──────── Provided records ────────

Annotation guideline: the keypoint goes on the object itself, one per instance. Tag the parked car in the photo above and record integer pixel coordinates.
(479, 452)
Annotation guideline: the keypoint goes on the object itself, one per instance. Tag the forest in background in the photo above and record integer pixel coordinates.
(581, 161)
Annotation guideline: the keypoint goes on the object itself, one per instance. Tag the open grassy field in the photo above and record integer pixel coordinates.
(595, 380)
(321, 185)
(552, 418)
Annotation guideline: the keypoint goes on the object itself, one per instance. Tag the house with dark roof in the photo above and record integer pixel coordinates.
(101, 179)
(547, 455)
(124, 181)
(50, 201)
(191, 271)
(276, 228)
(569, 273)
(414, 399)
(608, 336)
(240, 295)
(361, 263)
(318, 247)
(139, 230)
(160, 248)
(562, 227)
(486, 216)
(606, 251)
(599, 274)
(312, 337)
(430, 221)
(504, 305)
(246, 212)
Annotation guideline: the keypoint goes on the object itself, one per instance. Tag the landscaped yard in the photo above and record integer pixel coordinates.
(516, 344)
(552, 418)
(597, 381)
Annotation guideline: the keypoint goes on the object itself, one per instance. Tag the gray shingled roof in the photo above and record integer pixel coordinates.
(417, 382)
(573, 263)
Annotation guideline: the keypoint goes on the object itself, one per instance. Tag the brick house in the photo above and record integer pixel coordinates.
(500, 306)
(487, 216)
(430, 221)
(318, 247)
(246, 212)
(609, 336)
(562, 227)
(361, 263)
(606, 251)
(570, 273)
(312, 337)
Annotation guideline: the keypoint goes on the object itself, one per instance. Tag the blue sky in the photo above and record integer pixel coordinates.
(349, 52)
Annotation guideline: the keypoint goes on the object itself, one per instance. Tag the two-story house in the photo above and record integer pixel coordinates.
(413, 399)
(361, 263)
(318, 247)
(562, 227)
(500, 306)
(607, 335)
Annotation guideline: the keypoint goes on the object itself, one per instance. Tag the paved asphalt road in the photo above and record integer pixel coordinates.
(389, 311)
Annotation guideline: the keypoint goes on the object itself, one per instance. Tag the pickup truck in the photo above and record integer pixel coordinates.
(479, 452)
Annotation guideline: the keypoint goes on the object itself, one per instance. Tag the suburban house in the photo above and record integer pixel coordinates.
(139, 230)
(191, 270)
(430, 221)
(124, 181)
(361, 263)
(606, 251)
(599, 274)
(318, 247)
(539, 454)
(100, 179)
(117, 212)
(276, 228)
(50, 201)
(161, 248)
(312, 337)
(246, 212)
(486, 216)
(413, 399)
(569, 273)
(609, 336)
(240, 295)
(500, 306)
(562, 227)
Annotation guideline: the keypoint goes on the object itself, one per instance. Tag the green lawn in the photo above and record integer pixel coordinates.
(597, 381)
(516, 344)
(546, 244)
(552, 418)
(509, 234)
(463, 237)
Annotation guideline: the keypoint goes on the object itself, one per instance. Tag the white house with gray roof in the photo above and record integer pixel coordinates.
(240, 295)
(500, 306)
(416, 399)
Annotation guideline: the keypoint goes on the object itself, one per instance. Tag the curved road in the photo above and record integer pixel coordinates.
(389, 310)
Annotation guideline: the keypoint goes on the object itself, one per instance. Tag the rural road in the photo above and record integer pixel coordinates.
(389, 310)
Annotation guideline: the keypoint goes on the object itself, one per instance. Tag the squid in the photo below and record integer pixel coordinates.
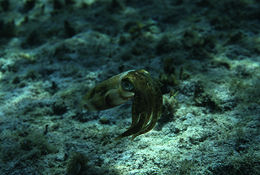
(137, 85)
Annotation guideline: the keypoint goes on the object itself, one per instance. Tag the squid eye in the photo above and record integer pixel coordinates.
(127, 85)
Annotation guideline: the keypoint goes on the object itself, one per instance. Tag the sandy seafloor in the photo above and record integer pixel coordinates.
(205, 53)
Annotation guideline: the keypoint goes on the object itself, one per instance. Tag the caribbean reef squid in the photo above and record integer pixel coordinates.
(133, 84)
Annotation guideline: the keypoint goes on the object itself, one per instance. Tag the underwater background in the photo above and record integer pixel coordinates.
(204, 53)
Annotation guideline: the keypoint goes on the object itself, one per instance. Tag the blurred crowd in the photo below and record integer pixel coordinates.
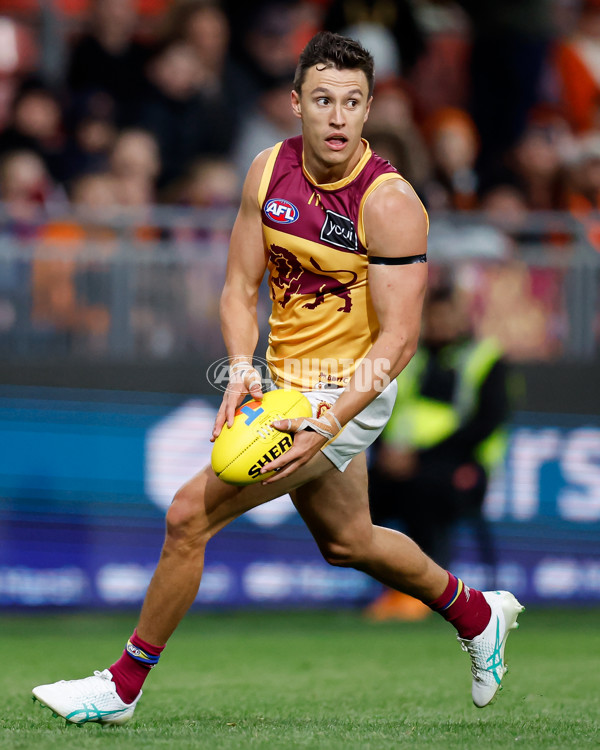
(125, 104)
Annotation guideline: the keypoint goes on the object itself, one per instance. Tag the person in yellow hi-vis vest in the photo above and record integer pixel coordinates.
(432, 464)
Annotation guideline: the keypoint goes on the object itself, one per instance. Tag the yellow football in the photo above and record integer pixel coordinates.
(243, 449)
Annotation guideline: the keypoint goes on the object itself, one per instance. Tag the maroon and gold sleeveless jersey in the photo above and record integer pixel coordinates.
(322, 319)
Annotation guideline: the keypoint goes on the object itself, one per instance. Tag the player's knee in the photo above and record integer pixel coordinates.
(185, 521)
(344, 554)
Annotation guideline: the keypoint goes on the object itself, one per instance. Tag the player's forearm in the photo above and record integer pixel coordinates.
(239, 323)
(386, 359)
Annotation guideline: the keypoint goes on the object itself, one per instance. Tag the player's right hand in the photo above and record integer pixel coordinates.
(244, 379)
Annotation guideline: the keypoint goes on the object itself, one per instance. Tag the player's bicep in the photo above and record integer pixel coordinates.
(247, 260)
(396, 231)
(397, 293)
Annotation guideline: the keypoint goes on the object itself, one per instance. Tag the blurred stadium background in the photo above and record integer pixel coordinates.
(125, 131)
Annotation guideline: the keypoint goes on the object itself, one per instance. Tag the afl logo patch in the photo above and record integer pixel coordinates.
(281, 211)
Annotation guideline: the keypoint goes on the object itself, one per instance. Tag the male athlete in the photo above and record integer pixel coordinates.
(343, 237)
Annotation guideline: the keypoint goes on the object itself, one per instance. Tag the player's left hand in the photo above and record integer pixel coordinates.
(310, 435)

────────

Rewrite every entry above with "Annotation guideline" substituted by "Labeling instruction" and everything else unchanged. Leave the pictures out.

Labeling instruction: the keypoint goes on the object itself, one per instance. Tag the parked car in the photo above and record integer pixel coordinates.
(479, 452)
Labeling instruction: the keypoint goes on the object itself, one per instance. Tag the forest in background in the photo above and record integer pixel coordinates.
(581, 161)
Labeling instruction: the keypoint goes on the object itself, one per instance. Tag the open grassy field in the photo above and record integer pixel coordinates.
(595, 380)
(321, 185)
(552, 418)
Labeling instruction: the keypoint goes on the object itself, one per instance. Tag the house with dark roof in the photo above and record integer pixel coordinates.
(101, 179)
(547, 455)
(124, 181)
(50, 201)
(191, 271)
(276, 228)
(569, 273)
(414, 399)
(608, 336)
(240, 295)
(361, 263)
(318, 247)
(139, 230)
(160, 248)
(562, 227)
(486, 216)
(606, 251)
(599, 274)
(312, 337)
(430, 221)
(504, 305)
(246, 212)
Labeling instruction: the keypoint goes on the object itself, one per instance. Tag the landscaped yard in the photo above and record integer pixel coordinates.
(516, 344)
(552, 418)
(597, 381)
Labeling instruction: the keypoint goes on the object itself, one per instance. Tag the gray shingled roof in the photo above and record integer pixel coordinates.
(417, 382)
(573, 263)
Labeling instruction: the keypoint goes on the object itself, one per instance. Tag the brick house in the photo above and record integer pixel coordinates.
(500, 306)
(487, 216)
(430, 221)
(318, 247)
(246, 212)
(609, 336)
(562, 227)
(361, 263)
(606, 251)
(570, 273)
(312, 337)
Labeling instruction: the keypoint goes on the object itself, one per instance. Tag the blue sky in the photo above and record integer pixel coordinates.
(349, 52)
Labeling instruction: the keypoint goes on the object itself, one per instance. Tag the two-story house in the photo above and record integer pixel coordinates.
(413, 399)
(361, 263)
(318, 247)
(562, 227)
(500, 306)
(607, 335)
Labeling instruction: the keypoint goes on the object itself, one per instance. Tag the paved asphalt road in the photo above and record integer pixel coordinates.
(389, 311)
Labeling instruction: the keypoint goes on the object itself, one per instance. Tag the pickup truck in the photo above and record integer pixel coordinates.
(479, 452)
Labeling instruction: the keypoint goes on the object itself, one per instance. Tag the suburban house in the photo above and record integer pixel coordinates.
(139, 230)
(191, 270)
(430, 221)
(124, 181)
(361, 263)
(606, 251)
(599, 274)
(318, 247)
(539, 454)
(100, 179)
(117, 212)
(276, 228)
(50, 201)
(161, 248)
(312, 337)
(246, 212)
(486, 216)
(413, 399)
(569, 273)
(609, 336)
(240, 295)
(500, 306)
(562, 227)
Labeling instruction: the keypoint goes on the object itself, one per instance. Tag the green lawn in the photo above and record integer pixel coordinates.
(597, 381)
(516, 344)
(546, 244)
(552, 418)
(509, 234)
(463, 237)
Labeling instruction: the keypoint goes on the object itself, one per instance. Tag the white house with gray roof in the photo above and record integer pixel coordinates.
(240, 295)
(500, 306)
(416, 399)
Labeling instruction: the keypoint goes on the object itself, one per instance. Tag the curved road in the photo above and record integer pixel coordinates.
(389, 310)
Labeling instruction: the keypoint goes on the object itself, one per instance. Tag the rural road in the photo above and record integer pixel coordinates.
(389, 310)
Labeling instruction: the keypoint goes on the object itself, one per instance. Tag the squid in the photo below and record integer pixel coordinates.
(137, 85)
Labeling instruction: the keypoint goes on the object itself, one per instance. Tag the squid eye in the photo above and record integer pixel coordinates.
(127, 85)
Labeling instruction: the keypoint goes on the object itself, one per instance. Tag the sandy seafloor in the photo above and record integer pixel coordinates.
(205, 53)
Labeling instruction: the keypoint goes on the object itself, one per instance. Tag the caribbean reef squid in the photo above and record integer pixel coordinates.
(133, 84)
Labeling instruction: the keypoint goes on the object itself, one per instance. Tag the underwater background in the photo above and record integer pixel coordinates.
(204, 53)
Labeling instruction: the keypoint goes on the object itself, one per instance. Tag the blurred crowd in the photo below and record integer pixel coordinates.
(125, 104)
Labeling instruction: the keypoint goes on the object itself, one per instance. Tag the person in yellow hi-vis vest in the photo above and record integer pixel coordinates.
(432, 464)
Labeling instruction: the keypoint goes on the object itself, one per instance. Tag the yellow football in the photo above and record integer pixel coordinates.
(243, 449)
Labeling instruction: the keypoint goes on the object itself, one per instance. Tag the maroon and gold sleeveless jersey in the photo above and record integer pixel coordinates.
(322, 319)
Labeling instruction: the keypoint goes on the object itself, one per instance. Tag the player's knee in the photo above and record integer pixel coordinates.
(185, 521)
(344, 554)
Labeling instruction: the keypoint goes on the object itself, one per instance. Tag the player's forearm in the photo above and record integer pixel coordinates.
(239, 323)
(386, 359)
Labeling instruction: the keypoint goes on the object itself, one per instance. Tag the player's right hand in the photo above and record integer pixel coordinates.
(244, 379)
Labeling instruction: the keypoint goes on the object itself, one per instance. Tag the player's bicep in the photo above and record integer pixel coordinates.
(247, 260)
(396, 231)
(397, 293)
Labeling instruction: the keypoint goes on the object itself, one per instance. Tag the blurred stadium background in the photo above and record integer pixel coordinates.
(125, 131)
Labeling instruction: the keypoint goes on the object itself, one per instance. Tag the afl logo patch in the photo above and record integer pixel coordinates.
(281, 211)
Labeling instruction: the keypoint goes on the object itself, one per instance. Tag the male athlete in the photo above and record integer pixel coordinates.
(343, 237)
Labeling instruction: the keypoint goes on the object itself, one per instance. Tag the player's left hand in the photo above and record integer pixel coordinates.
(310, 435)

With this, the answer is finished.